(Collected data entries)
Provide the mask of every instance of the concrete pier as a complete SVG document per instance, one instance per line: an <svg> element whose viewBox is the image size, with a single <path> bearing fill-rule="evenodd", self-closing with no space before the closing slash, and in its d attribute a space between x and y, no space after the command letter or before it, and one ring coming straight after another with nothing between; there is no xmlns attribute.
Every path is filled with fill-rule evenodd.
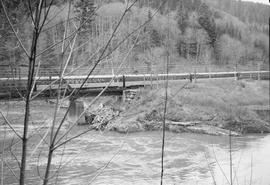
<svg viewBox="0 0 270 185"><path fill-rule="evenodd" d="M78 125L86 124L84 115L84 102L82 100L71 100L70 111L68 112L68 121L76 122ZM81 117L80 115L83 114Z"/></svg>

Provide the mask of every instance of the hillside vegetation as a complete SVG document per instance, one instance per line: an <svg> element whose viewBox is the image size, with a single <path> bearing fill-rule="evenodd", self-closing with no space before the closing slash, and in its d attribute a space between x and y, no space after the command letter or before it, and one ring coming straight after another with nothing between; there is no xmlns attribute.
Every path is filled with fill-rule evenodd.
<svg viewBox="0 0 270 185"><path fill-rule="evenodd" d="M63 39L69 15L68 33L86 21L78 33L69 66L91 65L98 58L126 5L120 0L99 3L73 0L68 14L66 1L54 2L40 36L39 52ZM269 25L266 20L269 6L232 0L169 0L161 7L160 3L160 0L141 0L126 14L107 50L107 53L113 52L101 63L103 73L111 73L111 68L119 66L122 60L125 60L124 67L128 68L124 73L164 72L167 51L170 64L178 65L173 67L175 71L192 72L194 68L198 71L254 70L258 65L261 69L269 69ZM30 15L25 13L27 5L19 0L4 4L18 35L28 48L31 22ZM256 14L258 11L261 14ZM8 69L28 65L2 6L0 18L3 20L0 65ZM146 21L149 21L146 26L125 40L129 33ZM116 49L120 42L122 44ZM57 70L60 49L54 47L43 53L41 66Z"/></svg>

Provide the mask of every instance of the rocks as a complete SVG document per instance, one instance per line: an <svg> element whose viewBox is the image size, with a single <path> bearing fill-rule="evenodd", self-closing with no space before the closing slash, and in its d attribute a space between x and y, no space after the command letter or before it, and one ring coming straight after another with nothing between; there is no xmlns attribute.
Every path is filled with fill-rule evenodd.
<svg viewBox="0 0 270 185"><path fill-rule="evenodd" d="M162 128L162 123L159 121L146 121L143 123L143 128L145 131L160 130Z"/></svg>
<svg viewBox="0 0 270 185"><path fill-rule="evenodd" d="M159 115L159 112L154 109L150 113L145 114L144 119L146 121L160 121L162 117Z"/></svg>
<svg viewBox="0 0 270 185"><path fill-rule="evenodd" d="M93 121L95 119L96 115L90 112L85 113L85 122L89 125L93 125Z"/></svg>
<svg viewBox="0 0 270 185"><path fill-rule="evenodd" d="M104 130L108 123L119 116L119 111L114 111L110 106L99 106L96 110L87 111L85 121L93 129Z"/></svg>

* [WORK TASK]: Images stay out, but the rest of the data above must be repeated exactly.

* [RESULT FOR THIS EXERCISE]:
Provide the mask of every instance of the concrete pier as a complete SVG document per instance, one instance per line: an <svg> element whose viewBox is the image size, with a single <path> bearing fill-rule="evenodd", self-closing with no space before the closing slash, and in its d attribute a space between x and y, no space after the command letter or before it, and one ring coming straight after another with nothing between; there is no xmlns attribute.
Every path is filled with fill-rule evenodd.
<svg viewBox="0 0 270 185"><path fill-rule="evenodd" d="M78 125L86 124L84 115L84 102L82 100L71 100L70 111L68 112L68 121L76 122ZM81 117L80 115L83 114Z"/></svg>

Provide the mask of every instance of the hillside vegetation as a complete SVG document per instance, one instance per line: an <svg> element whose viewBox is the image size, with a single <path> bearing fill-rule="evenodd", self-closing with no space before the closing slash, and in its d attribute a space between x and y, no space after the command letter or before it, and one ring coming straight after another with nothing between; there is no xmlns attribute.
Every path is filled with fill-rule evenodd.
<svg viewBox="0 0 270 185"><path fill-rule="evenodd" d="M63 39L69 15L68 33L86 21L78 33L69 66L91 65L98 58L126 5L120 0L99 3L73 0L68 14L66 1L54 2L40 36L39 52ZM269 25L266 20L269 6L232 0L169 0L161 7L160 3L160 0L141 0L126 14L107 50L107 53L113 52L101 63L103 73L111 73L111 68L119 66L122 60L125 60L124 67L128 68L124 73L164 72L167 51L170 64L178 65L173 67L175 71L192 72L194 68L198 71L254 70L258 65L261 69L269 69ZM30 15L25 13L27 5L19 0L4 4L18 35L28 48L31 22ZM256 14L258 11L261 14ZM8 69L28 65L2 6L0 18L3 20L0 65ZM146 21L149 21L146 26L125 40L129 33ZM116 49L120 42L122 44ZM57 70L60 49L54 47L43 53L41 66Z"/></svg>

Provide the mask of every instance of the rocks as a complete SVG document per instance, one instance per line: an <svg> element whose viewBox is the image size, with a single <path> bearing fill-rule="evenodd", self-closing with no space before the closing slash, and in its d attribute a space between x and y, no space after the command letter or before it, and one ring coming straight after another with nothing between; there is no xmlns attribute.
Every path is filled with fill-rule evenodd.
<svg viewBox="0 0 270 185"><path fill-rule="evenodd" d="M162 128L162 123L159 121L146 121L143 123L143 128L145 131L160 130Z"/></svg>
<svg viewBox="0 0 270 185"><path fill-rule="evenodd" d="M159 115L159 112L154 109L150 113L145 114L144 119L146 121L160 121L162 117Z"/></svg>
<svg viewBox="0 0 270 185"><path fill-rule="evenodd" d="M93 121L95 119L96 115L90 112L85 113L85 122L89 125L93 125Z"/></svg>
<svg viewBox="0 0 270 185"><path fill-rule="evenodd" d="M104 130L108 123L119 116L119 111L114 111L110 106L99 106L96 110L87 111L85 121L93 129Z"/></svg>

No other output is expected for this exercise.